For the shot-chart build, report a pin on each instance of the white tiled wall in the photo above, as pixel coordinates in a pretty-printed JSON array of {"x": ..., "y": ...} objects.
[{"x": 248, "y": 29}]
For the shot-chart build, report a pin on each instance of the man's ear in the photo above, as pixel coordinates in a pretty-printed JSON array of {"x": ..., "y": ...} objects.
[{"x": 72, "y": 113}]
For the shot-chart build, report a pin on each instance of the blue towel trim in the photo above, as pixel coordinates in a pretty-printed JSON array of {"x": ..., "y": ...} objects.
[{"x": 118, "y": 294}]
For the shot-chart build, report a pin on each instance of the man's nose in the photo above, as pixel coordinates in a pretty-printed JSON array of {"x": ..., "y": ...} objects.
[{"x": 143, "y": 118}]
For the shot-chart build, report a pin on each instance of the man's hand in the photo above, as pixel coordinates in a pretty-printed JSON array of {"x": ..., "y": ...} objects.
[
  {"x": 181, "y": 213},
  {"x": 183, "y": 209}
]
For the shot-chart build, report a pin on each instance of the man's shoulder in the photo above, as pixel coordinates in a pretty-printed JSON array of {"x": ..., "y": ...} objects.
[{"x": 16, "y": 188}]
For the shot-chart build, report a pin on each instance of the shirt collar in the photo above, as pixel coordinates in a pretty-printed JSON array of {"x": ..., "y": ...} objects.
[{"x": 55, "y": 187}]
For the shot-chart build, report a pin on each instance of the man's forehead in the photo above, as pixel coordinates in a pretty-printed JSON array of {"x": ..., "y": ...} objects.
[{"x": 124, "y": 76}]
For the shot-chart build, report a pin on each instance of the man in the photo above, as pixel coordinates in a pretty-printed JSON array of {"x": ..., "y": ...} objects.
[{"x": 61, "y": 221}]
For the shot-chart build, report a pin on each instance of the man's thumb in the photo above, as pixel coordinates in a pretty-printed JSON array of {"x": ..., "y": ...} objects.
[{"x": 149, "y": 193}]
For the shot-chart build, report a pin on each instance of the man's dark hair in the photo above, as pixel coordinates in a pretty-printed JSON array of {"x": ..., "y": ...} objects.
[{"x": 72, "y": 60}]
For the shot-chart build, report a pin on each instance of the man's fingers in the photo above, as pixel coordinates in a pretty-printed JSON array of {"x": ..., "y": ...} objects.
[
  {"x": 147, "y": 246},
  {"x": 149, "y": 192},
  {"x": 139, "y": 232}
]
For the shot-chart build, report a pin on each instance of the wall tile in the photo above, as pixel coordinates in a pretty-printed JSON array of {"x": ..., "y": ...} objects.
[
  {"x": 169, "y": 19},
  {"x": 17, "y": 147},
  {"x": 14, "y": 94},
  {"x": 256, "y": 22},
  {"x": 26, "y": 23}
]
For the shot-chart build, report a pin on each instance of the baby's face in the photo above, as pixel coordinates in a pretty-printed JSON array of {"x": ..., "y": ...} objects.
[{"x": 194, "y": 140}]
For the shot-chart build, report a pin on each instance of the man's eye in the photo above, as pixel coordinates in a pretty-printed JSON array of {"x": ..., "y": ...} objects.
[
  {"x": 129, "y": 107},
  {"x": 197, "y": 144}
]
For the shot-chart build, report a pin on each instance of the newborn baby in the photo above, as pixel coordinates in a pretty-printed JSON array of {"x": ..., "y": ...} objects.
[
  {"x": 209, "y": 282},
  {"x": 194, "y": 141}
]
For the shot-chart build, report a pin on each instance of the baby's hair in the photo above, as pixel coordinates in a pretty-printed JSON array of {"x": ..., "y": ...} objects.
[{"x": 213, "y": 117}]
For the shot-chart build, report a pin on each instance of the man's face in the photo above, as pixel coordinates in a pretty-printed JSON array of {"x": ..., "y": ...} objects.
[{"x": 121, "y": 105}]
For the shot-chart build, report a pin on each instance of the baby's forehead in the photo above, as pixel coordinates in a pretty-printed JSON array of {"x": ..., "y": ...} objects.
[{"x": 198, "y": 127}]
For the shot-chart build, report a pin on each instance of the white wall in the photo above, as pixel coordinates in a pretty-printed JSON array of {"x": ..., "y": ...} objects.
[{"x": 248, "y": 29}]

--*--

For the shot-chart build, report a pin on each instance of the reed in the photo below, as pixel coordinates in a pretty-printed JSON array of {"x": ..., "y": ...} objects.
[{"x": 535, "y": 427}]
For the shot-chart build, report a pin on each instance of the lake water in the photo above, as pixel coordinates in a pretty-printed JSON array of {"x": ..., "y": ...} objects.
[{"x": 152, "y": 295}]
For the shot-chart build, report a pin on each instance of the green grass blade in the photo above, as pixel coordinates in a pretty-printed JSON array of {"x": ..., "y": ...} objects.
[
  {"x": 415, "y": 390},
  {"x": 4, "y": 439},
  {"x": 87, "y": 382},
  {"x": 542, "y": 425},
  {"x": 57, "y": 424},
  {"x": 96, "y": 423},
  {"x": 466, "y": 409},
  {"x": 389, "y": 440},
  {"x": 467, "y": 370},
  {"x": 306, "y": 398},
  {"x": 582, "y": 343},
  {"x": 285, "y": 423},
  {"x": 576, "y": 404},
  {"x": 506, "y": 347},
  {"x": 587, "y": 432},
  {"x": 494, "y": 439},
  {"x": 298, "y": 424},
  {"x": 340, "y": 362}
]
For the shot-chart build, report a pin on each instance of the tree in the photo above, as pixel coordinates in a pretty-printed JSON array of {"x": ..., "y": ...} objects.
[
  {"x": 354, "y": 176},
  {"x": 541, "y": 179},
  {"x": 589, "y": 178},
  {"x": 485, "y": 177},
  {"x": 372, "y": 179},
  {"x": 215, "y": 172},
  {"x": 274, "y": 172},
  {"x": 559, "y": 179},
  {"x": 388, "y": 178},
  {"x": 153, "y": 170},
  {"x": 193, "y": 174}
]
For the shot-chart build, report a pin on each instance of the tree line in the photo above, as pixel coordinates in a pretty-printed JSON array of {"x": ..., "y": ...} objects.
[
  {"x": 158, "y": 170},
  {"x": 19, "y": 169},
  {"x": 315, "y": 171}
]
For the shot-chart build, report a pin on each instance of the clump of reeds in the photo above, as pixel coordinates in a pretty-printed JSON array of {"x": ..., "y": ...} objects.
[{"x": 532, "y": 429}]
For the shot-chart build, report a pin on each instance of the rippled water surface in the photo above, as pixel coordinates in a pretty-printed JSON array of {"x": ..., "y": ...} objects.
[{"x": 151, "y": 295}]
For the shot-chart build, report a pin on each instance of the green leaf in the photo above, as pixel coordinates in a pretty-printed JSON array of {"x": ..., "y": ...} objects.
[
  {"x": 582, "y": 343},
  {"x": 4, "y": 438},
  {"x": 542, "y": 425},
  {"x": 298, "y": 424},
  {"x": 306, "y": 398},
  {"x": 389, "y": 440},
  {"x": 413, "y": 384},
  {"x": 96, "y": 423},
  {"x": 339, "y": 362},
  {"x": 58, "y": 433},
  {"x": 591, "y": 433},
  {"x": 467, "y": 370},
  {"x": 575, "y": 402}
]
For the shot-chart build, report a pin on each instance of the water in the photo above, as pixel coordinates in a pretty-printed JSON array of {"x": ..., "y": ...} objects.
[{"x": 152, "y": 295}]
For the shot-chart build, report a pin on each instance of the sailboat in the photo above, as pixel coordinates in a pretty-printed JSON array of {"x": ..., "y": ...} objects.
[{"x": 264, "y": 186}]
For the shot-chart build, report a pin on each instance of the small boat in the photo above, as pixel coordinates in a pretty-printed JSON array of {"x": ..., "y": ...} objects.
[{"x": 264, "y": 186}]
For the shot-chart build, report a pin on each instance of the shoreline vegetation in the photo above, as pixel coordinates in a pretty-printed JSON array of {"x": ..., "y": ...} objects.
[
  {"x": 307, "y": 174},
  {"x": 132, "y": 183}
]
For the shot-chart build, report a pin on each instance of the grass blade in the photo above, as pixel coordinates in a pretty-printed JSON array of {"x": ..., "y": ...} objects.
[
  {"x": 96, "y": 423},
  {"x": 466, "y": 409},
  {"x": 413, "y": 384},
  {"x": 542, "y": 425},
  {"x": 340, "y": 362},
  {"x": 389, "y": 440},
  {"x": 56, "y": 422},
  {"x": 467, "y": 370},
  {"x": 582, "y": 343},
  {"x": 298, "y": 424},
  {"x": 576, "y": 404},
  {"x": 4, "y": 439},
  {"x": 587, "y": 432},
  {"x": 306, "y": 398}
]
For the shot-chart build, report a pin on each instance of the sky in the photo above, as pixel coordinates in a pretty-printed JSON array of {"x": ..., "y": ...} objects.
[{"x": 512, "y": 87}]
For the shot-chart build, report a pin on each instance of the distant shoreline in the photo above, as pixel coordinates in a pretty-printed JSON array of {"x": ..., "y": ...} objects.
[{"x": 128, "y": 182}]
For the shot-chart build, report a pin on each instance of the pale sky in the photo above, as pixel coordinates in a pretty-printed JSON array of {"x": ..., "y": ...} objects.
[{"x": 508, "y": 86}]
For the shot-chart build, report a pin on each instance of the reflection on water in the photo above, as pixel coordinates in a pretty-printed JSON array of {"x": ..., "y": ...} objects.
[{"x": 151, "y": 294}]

--*--

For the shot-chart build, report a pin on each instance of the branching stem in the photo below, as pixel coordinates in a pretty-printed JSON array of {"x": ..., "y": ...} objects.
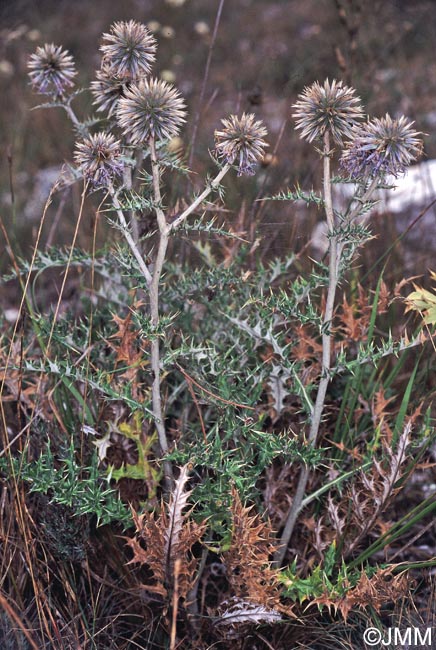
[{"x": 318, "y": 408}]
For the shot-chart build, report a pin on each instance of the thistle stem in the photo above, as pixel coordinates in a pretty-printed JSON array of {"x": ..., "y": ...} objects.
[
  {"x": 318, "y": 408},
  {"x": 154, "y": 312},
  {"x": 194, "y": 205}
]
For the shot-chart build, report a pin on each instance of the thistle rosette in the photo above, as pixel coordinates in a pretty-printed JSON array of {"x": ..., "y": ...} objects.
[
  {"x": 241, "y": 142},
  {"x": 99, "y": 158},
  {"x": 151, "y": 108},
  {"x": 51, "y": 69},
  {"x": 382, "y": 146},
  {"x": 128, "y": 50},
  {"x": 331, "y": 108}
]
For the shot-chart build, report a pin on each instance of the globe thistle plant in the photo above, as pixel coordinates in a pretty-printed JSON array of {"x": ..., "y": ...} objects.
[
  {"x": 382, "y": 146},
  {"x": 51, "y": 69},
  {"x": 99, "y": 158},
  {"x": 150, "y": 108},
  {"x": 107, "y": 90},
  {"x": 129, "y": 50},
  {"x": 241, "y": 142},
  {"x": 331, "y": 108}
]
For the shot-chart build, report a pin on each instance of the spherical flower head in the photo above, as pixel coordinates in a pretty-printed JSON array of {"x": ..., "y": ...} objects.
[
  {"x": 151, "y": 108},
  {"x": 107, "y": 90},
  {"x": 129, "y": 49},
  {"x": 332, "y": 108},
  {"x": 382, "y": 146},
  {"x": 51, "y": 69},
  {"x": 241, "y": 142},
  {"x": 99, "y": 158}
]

--*--

→ **What the exercise asks**
Extract every line in the listing above that contains the word "shoreline", and copy each one in full.

→ **Problem solution**
For the shot-chart build, report a pin on each instance of the shoreline vegetation in the photo above, as pixel coordinates in a pretty-printed JSON array of {"x": ..., "y": ...} objects.
For the shot-chart build, report a pin on each instance of the distant shoreline in the photo above, as pixel coordinates in a pretty-printed JSON array of {"x": ..., "y": ...} objects.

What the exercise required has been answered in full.